Records excerpted from a collection
┄┄┄┄┄┄┄┄┄┄

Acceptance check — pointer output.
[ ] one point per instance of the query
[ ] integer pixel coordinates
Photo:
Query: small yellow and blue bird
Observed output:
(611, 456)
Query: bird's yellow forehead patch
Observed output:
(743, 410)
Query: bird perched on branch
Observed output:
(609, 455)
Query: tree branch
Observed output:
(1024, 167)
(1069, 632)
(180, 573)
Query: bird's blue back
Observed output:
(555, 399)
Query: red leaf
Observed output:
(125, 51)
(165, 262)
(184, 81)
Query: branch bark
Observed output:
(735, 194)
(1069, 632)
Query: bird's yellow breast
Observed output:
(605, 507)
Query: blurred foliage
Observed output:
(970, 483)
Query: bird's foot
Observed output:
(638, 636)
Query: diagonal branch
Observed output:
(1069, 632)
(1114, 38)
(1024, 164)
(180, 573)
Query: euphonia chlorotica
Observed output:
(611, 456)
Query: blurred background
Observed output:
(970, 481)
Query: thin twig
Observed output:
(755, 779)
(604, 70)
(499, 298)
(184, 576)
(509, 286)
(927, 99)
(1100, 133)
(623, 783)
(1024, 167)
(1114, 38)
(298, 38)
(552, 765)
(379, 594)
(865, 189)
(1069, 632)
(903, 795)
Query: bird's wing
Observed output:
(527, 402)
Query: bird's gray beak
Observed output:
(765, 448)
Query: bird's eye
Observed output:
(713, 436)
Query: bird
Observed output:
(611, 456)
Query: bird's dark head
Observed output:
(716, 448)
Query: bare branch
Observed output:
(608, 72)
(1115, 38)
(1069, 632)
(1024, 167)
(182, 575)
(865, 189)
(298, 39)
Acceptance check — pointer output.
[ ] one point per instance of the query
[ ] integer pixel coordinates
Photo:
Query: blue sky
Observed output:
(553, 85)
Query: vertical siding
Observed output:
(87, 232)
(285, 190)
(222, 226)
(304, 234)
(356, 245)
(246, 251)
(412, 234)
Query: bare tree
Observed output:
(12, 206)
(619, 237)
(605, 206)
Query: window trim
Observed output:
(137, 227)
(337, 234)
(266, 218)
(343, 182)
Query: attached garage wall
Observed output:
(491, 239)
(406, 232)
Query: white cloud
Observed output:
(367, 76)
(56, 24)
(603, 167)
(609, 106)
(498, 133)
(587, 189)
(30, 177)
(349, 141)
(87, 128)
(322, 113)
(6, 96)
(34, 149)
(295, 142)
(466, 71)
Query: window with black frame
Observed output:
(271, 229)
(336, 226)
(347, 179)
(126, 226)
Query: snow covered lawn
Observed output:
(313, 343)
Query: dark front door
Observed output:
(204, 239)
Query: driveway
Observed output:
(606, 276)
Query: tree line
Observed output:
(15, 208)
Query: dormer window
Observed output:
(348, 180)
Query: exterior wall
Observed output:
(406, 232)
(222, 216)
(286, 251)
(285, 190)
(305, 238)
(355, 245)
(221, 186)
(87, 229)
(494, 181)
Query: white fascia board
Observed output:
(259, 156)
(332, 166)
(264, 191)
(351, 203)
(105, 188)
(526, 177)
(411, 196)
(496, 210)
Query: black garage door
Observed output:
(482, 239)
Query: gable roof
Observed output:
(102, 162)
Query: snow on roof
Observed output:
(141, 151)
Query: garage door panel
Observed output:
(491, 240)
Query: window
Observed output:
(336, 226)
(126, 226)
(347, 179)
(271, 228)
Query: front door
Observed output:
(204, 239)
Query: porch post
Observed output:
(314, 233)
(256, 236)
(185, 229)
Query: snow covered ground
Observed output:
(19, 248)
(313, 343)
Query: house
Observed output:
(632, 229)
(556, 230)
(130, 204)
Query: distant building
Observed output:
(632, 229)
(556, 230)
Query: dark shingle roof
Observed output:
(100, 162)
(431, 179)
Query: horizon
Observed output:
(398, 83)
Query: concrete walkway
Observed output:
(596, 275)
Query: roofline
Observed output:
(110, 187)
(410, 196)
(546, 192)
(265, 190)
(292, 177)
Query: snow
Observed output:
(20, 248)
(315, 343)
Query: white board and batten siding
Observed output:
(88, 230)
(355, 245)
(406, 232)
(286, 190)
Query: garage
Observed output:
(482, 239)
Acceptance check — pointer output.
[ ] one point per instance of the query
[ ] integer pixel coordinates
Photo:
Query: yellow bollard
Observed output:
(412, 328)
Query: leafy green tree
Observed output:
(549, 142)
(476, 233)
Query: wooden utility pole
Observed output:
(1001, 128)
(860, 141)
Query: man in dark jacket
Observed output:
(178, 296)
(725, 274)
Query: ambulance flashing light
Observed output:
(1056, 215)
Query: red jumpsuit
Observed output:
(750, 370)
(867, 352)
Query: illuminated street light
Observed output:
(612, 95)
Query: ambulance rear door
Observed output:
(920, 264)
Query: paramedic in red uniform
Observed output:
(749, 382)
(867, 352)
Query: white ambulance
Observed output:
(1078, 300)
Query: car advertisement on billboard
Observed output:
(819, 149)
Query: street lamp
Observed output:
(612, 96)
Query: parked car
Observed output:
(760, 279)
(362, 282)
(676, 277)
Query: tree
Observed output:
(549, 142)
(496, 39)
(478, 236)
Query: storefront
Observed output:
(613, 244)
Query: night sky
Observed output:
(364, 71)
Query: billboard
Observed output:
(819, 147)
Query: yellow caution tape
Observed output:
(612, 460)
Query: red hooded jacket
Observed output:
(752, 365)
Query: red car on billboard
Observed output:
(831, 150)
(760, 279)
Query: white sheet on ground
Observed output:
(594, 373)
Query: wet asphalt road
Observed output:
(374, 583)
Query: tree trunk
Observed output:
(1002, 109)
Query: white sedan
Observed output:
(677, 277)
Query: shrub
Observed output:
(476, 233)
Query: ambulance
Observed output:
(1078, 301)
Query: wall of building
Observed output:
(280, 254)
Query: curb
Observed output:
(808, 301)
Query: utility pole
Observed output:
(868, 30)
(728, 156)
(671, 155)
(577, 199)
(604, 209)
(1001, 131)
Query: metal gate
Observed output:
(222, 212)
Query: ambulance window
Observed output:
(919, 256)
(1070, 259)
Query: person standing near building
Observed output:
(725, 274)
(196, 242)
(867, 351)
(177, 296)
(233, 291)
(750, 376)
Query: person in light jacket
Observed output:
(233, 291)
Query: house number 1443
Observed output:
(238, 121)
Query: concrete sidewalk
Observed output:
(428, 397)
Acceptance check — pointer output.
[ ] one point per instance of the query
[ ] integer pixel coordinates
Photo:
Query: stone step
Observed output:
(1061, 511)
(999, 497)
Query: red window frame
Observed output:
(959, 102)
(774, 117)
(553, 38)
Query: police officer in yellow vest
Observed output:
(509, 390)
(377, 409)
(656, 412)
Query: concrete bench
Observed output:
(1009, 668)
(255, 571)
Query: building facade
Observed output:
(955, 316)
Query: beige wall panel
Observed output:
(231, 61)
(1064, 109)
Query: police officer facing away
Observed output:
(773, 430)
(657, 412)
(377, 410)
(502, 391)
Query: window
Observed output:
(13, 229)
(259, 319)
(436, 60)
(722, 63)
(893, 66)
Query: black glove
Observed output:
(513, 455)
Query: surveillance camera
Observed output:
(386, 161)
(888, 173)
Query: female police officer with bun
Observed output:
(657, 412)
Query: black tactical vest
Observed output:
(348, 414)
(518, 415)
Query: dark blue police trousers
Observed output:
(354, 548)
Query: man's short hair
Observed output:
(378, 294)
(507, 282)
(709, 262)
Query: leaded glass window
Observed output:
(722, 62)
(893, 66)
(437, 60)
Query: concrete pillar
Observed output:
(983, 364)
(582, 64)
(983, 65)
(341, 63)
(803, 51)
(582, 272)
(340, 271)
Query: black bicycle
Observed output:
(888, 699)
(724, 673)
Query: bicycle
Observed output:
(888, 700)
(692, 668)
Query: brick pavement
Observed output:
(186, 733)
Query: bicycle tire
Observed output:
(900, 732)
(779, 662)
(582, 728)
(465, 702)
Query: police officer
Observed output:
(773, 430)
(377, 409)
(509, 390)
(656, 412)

┄┄┄┄┄┄┄┄┄┄

For this exercise, please output exactly the lines above starting at the line with "Query: paramedic in red uniform" and ending at the line with "Query: parked car", ends included.

_Answer for the task:_
Query: paramedic in red uniform
Observed output:
(749, 382)
(867, 352)
Query: white ambulance
Observed output:
(1078, 300)
Query: car advertisement on billboard
Observed output:
(819, 149)
Query: street lamp
Observed output:
(612, 96)
Query: parked car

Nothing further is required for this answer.